Copy out every line of the data below without changing anything.

* Start Data provided *

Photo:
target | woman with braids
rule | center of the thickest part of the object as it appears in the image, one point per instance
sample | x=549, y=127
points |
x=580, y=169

* End Data provided *

• Written solution
Photo:
target | woman with braids
rule | center of the thickest part of the object as it appears in the image, one point per instance
sample | x=549, y=127
points |
x=580, y=169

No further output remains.